____ Recorded data

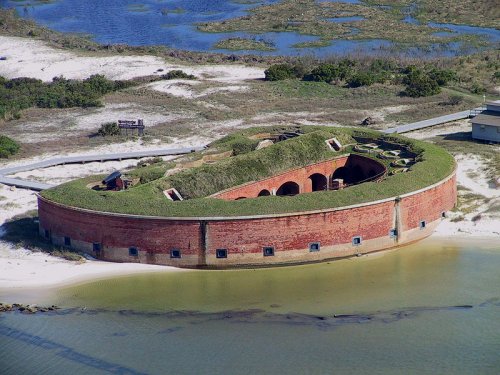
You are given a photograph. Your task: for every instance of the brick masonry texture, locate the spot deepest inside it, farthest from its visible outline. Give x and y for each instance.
(301, 176)
(244, 238)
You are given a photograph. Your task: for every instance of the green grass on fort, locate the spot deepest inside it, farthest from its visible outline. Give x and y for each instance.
(198, 183)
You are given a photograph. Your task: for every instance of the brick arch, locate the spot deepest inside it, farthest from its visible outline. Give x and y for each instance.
(288, 188)
(319, 182)
(264, 193)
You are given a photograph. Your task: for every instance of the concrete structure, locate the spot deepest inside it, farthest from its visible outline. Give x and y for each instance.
(286, 238)
(486, 125)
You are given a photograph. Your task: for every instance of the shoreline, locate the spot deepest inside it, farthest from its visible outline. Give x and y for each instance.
(22, 269)
(41, 272)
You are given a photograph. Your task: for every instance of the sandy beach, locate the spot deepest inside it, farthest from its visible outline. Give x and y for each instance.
(22, 268)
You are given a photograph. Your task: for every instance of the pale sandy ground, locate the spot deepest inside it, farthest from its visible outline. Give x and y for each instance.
(34, 58)
(21, 268)
(471, 178)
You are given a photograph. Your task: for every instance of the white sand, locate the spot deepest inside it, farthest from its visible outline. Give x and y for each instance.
(20, 268)
(34, 58)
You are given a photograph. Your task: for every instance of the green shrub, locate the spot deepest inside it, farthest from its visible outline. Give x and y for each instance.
(177, 74)
(361, 79)
(442, 76)
(419, 84)
(21, 93)
(8, 147)
(455, 99)
(279, 72)
(109, 129)
(328, 73)
(476, 88)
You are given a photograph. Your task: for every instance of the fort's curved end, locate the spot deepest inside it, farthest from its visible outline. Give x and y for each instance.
(239, 237)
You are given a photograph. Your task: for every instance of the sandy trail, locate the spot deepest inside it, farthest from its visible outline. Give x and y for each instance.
(34, 58)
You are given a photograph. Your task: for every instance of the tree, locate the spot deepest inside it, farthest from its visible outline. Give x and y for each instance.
(419, 84)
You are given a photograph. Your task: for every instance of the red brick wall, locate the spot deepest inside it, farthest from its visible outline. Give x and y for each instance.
(246, 236)
(154, 235)
(429, 204)
(300, 176)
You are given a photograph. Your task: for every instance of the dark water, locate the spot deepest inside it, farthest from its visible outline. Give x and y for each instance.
(431, 308)
(143, 23)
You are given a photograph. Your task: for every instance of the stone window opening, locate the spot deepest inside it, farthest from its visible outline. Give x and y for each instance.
(314, 246)
(133, 251)
(221, 253)
(268, 251)
(356, 241)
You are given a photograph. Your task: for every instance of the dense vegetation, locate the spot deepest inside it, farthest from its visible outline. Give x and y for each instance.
(108, 129)
(21, 93)
(424, 81)
(147, 199)
(8, 147)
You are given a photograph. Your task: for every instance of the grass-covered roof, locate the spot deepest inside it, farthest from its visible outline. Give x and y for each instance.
(198, 182)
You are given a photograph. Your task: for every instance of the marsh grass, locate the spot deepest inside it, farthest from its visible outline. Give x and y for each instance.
(148, 199)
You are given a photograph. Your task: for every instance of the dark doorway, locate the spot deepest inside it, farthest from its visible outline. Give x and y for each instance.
(318, 182)
(288, 188)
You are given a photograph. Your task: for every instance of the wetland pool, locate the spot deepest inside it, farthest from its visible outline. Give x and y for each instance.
(173, 24)
(427, 308)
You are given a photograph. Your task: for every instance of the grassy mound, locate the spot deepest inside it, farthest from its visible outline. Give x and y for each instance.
(195, 184)
(8, 147)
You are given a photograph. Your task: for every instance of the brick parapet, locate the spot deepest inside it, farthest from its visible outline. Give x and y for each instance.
(244, 237)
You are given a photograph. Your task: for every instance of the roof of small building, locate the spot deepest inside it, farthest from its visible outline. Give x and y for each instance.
(490, 118)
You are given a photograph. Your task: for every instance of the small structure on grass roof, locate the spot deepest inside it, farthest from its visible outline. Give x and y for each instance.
(132, 125)
(486, 125)
(114, 181)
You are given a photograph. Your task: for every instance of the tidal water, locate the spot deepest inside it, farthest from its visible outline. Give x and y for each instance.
(173, 23)
(428, 308)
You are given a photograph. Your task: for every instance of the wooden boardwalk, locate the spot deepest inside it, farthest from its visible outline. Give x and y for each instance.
(33, 185)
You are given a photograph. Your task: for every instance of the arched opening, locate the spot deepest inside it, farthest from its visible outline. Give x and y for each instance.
(264, 193)
(288, 188)
(350, 175)
(318, 182)
(341, 172)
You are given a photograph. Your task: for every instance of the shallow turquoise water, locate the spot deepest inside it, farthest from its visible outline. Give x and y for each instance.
(430, 308)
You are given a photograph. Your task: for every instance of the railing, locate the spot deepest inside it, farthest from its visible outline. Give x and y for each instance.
(474, 112)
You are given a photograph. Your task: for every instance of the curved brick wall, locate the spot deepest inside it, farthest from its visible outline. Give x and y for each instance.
(301, 176)
(291, 235)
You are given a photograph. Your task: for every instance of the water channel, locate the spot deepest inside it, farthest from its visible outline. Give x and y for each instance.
(173, 24)
(428, 308)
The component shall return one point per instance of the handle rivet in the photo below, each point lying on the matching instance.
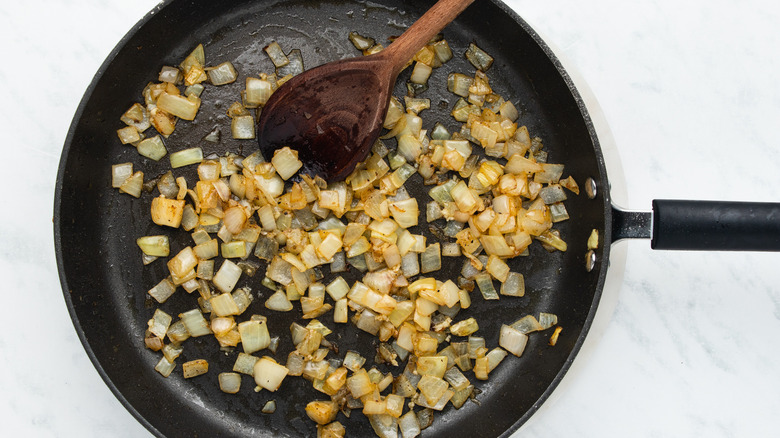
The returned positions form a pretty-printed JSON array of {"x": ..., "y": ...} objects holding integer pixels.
[
  {"x": 590, "y": 188},
  {"x": 590, "y": 260}
]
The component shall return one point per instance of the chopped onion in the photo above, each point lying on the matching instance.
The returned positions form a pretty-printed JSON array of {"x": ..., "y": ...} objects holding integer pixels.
[
  {"x": 514, "y": 285},
  {"x": 245, "y": 364},
  {"x": 229, "y": 382},
  {"x": 152, "y": 148},
  {"x": 254, "y": 335},
  {"x": 227, "y": 276},
  {"x": 269, "y": 407},
  {"x": 269, "y": 374},
  {"x": 133, "y": 185},
  {"x": 430, "y": 260},
  {"x": 162, "y": 291},
  {"x": 154, "y": 245},
  {"x": 243, "y": 127},
  {"x": 279, "y": 302},
  {"x": 195, "y": 368},
  {"x": 165, "y": 367},
  {"x": 186, "y": 157},
  {"x": 128, "y": 134},
  {"x": 512, "y": 340},
  {"x": 120, "y": 173},
  {"x": 183, "y": 107},
  {"x": 222, "y": 74}
]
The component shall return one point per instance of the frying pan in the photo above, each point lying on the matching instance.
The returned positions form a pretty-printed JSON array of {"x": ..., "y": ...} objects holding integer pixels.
[{"x": 95, "y": 227}]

________

Action item: Would you reproduce the listing above exactly, without any of its images?

Completed exercise:
You are given a photograph. Your task: for every instance of the brick masonry texture, locate the spot deepest inside it, farthest from its visible outline. Give x and y for each instance.
(301, 176)
(244, 238)
You are given a photograph. Your task: for every instance of the green grass on fort, locate the spot deepest inside it, farthest from its visible outline. Give x and y for each instance.
(198, 183)
You are given a photograph. Your task: for every instance of the brick arch, locate the spot deepest inside it, farthest from its visible outline. Give x and y for each instance.
(288, 188)
(319, 182)
(264, 193)
You are given a photograph. Your task: for every instance of the concrete structure, locate the spot deepest inside it, farthest from its visible outline. Give x and y for each instance.
(286, 238)
(486, 125)
You are given a photograph. Your task: for every instance of the shoreline, locate the spot deepest inside it, farthest from its visible outline. Give x and y for each instance.
(22, 269)
(41, 272)
You are given a photograph. Your task: for every instance of the sandy beach, locate the spot deepest inside it, farthest from its visible outline. Give x and y for each instance.
(22, 268)
You are given a photograph. Your task: for every instance of the pale sandy ground, locate the spot deepest inside it, farthest from its visible outline. Give x and y for each instance.
(34, 58)
(21, 268)
(471, 178)
You are given a photograph. Your task: for every instance of the white sand, locate the spot deepest inside it, farthest from its visible outline. Give x and y for each instance.
(20, 268)
(34, 58)
You are given a photograph. Your task: for every instance of the green shrub, locate the spot deepest inside it, farthest from its visible outline. Give x and y for each instance.
(177, 74)
(361, 79)
(442, 76)
(419, 84)
(21, 93)
(8, 147)
(455, 99)
(279, 72)
(109, 129)
(328, 73)
(476, 88)
You are given a photograph. Your task: for every instance of the fort's curved end, locate the spot deepest inside it, farthest from its visible outline. Give x and y for each instance.
(239, 237)
You are given a photograph. Your task: for every instance of the sandy trail, locate the spot deepest inside it, farthest from its visible outline. Give x and y for each instance.
(34, 58)
You are given a photograph. Your task: for every instance of the tree, locate the spot deepest inside it, farthest from its visible outline. Give x and y for each instance.
(419, 84)
You are given a photograph. Your task: for every instance of the red brick wall, locate the spot deepest inside it, farthest from its visible outline. Give x and y for each instance.
(246, 236)
(154, 235)
(429, 204)
(300, 176)
You are given a photograph. Your task: for every instance of the dark water, locate the spot deepest inside it, farthest from its visible outline. Give x and y for each instance.
(431, 308)
(143, 23)
You are given a photograph. Your task: for every instance of the stone window opening, locate the spot deepest inside it, farthest from its visible outline. Give x and y for each instance.
(314, 246)
(133, 251)
(221, 253)
(268, 251)
(356, 241)
You are given a photograph. Your task: for every instance of the dense vegetation, locate the spot deepest inside it, farthest from its visible outline. Give x and y for each instance.
(108, 129)
(21, 93)
(424, 81)
(147, 199)
(8, 147)
You are given a photograph. Your task: for every instance of the grass-covered roof, locate the spot deepest inside it, farthest from its visible outline. Give x and y for each instance.
(198, 182)
You are given a photograph. Your task: for every instance of the marsh grass, locate the spot deepest inside it, farthest from its visible outline. Give x and y for each instance.
(148, 199)
You are given a photograph. Your task: for every instance of the dark doorway, locate the spot deepest inside it, farthest from its visible outline. Give x and y for each instance.
(318, 182)
(288, 188)
You are given a photograph. Your task: for every instance of the wetland pool, locate the spot deepest inside it, farthest from its visible outline. Give x and y for each instance.
(173, 24)
(427, 308)
You are given a photograph. Your task: for every instance of the grassy mound, locate the spot deepest inside it, farthest from its visible outline. Give x and y for each instance.
(195, 184)
(8, 147)
You are given a photograph. Your task: for every instance of the brick parapet, locate the spot deepest inside it, farthest from its visible outline. Give x and y for each instance.
(244, 237)
You are given a photograph. Your task: for every instance of the roof of small building, locate the spot deepest inside it, farthest from its visible outline. Give x and y for each instance.
(490, 118)
You are given a photograph. Your task: for every instance of the small structure on grass roof, locate the spot deepest inside it, farthest from its visible outline. Give x and y for each instance.
(132, 125)
(486, 125)
(114, 181)
You are given a photograph. Your task: for every instance of the tidal water, locate the spot deepest inside it, farthest from its visible outline. Give x and y for each instance.
(173, 23)
(428, 308)
You are given a photograph. Your task: for every instance of the wooden boardwalk, locate the spot deepest inside it, farthest from its visible outline. Give x and y for each instance.
(33, 185)
You are given a photograph. Your task: for every instance of the arched opening, locate the spot deepest inside it, farthest from its visible outline. Give x and y for each instance.
(264, 193)
(288, 188)
(350, 175)
(318, 182)
(341, 172)
You are given a photograph. Your task: for every instance of the shallow turquoise water, locate the spot deepest inside it, farthest from its visible outline. Give x and y for each instance.
(430, 308)
You are given a photograph. Your task: for every instance of the railing, locate the spot deepest inside it, farthest from its visible outline. Give x and y for each instance.
(474, 112)
You are given a photograph. Your task: for every instance of the curved brick wall, locate the spot deepest inside it, farthest from its visible outline. Give x and y for each instance.
(301, 176)
(291, 235)
You are given a photograph. Your task: for every instance of the water channel, locate the spot deepest inside it, farthest from its visible outline. Give x and y for each instance.
(173, 24)
(428, 308)
The component shall return one point per instance of the handle rivet in the photo below, each point lying on the matching instance.
The returned positions form a pretty-printed JSON array of {"x": ..., "y": ...} objects holding integer pixels.
[
  {"x": 590, "y": 188},
  {"x": 590, "y": 260}
]
The component shall return one point per instance of the chopped onion in the photo above, each point lying on the matching instance.
The returned positions form a pretty-printed JSON array of {"x": ..., "y": ...} objects holding integer pixels.
[
  {"x": 514, "y": 285},
  {"x": 245, "y": 364},
  {"x": 229, "y": 382},
  {"x": 152, "y": 148},
  {"x": 254, "y": 335},
  {"x": 227, "y": 276},
  {"x": 269, "y": 407},
  {"x": 269, "y": 374},
  {"x": 133, "y": 185},
  {"x": 430, "y": 260},
  {"x": 162, "y": 291},
  {"x": 154, "y": 245},
  {"x": 243, "y": 127},
  {"x": 279, "y": 302},
  {"x": 195, "y": 368},
  {"x": 165, "y": 367},
  {"x": 186, "y": 157},
  {"x": 128, "y": 134},
  {"x": 512, "y": 340},
  {"x": 120, "y": 173},
  {"x": 183, "y": 107},
  {"x": 222, "y": 74}
]
The component shall return one point per instance of the frying pan in the photo above, each point lying on the matching instance.
The returned positions form a pretty-printed JSON array of {"x": ..., "y": ...} objects holding integer pixels.
[{"x": 95, "y": 227}]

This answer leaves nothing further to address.